ABSA Bank Limited v East Company Auto Sales CC and Others (2022-025434) [2026] ZAGPPHC 141 (23 February 2026)

40 Reportability
Civil Procedure

Brief Summary

Civil Procedure — Exception — Vague and embarrassing counterclaim — Plaintiff raising exception against second defendant's counterclaim on grounds of vagueness and lack of particularity — Court finding that counterclaim fails to disclose necessary details for proper pleading — Exception upheld, allowing second defendant to amend counterclaim within specified time frame.

# Required task 1:
In the case summary, what was the second defendant allowed to do?
# Required task 2:
Rewrite the case summary from "ABSA Bank Limited" to "specified time frame.", replacing "counterclaim" with "claim in reconvention".
# Required task 3:
Do these statements agree with the case summary? Answer yes or no for each, and quote the deciding words. (a) The court upheld the exception. (b) The second defendant raised the exception. (c) The judgment is dated 23 February 2026.

# Data supplied:

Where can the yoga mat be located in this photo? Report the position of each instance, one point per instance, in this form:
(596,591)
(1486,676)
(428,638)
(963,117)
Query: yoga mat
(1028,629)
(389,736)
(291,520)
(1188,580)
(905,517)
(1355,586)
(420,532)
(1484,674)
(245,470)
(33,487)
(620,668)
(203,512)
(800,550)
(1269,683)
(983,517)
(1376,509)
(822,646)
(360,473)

# Output 1:
Amend the counterclaim within a specified time frame.

# Output 2:
ABSA Bank Limited v East Company Auto Sales CC and Others (2022-025434) [2026] ZAGPPHC 141 (23 February 2026)

40 Reportability
Civil Procedure

Brief Summary

Civil Procedure — Exception — Vague and embarrassing claim in reconvention — Plaintiff raising exception against second defendant's claim in reconvention on grounds of vagueness and lack of particularity — Court finding that claim in reconvention fails to disclose necessary details for proper pleading — Exception upheld, allowing second defendant to amend claim in reconvention within specified time frame.

# Output 3:
(a) Yes: "Exception upheld"
(b) No: "Plaintiff raising exception against second defendant's counterclaim"
(c) Yes: "(23 February 2026)"